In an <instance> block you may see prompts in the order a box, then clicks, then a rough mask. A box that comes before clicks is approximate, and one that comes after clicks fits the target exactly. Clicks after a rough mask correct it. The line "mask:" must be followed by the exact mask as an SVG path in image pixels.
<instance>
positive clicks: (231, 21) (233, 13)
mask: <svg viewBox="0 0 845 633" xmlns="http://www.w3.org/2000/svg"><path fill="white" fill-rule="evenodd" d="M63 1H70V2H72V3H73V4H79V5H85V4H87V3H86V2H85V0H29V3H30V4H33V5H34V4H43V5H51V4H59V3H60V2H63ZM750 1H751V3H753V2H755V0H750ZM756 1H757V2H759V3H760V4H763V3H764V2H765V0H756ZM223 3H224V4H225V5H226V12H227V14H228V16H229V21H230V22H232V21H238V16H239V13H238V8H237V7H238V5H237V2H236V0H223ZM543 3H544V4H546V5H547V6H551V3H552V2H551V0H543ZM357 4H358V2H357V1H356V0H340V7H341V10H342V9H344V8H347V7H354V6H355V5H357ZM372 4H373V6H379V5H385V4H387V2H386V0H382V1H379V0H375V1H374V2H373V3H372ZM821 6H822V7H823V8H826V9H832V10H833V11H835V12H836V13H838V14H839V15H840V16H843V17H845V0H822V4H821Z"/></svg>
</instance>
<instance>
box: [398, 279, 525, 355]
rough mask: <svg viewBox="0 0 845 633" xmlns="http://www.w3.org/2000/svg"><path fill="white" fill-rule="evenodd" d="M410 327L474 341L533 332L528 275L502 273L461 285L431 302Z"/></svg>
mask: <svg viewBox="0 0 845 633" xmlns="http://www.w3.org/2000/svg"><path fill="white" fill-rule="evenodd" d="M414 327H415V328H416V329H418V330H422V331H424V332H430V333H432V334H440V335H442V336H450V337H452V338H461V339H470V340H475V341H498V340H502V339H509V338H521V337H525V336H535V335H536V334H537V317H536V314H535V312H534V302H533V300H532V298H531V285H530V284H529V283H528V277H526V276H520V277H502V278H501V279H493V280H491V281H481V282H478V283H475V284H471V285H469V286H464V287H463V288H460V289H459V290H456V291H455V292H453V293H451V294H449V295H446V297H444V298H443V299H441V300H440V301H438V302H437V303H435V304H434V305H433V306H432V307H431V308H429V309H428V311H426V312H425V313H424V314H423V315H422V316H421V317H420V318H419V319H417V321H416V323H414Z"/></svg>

■ **EXERCISE BRIEF**:
Show all lines in the records above that hold "instance".

■ **YOUR SOLUTION**:
In an <instance> block you may see prompts in the order a box, then clicks, then a rough mask. A box that comes before clicks is approximate, and one that comes after clicks fits the target exactly. Clicks after a rough mask correct it. The line "mask:" must be followed by the exact mask as an SVG path in image pixels.
<instance>
</instance>
<instance>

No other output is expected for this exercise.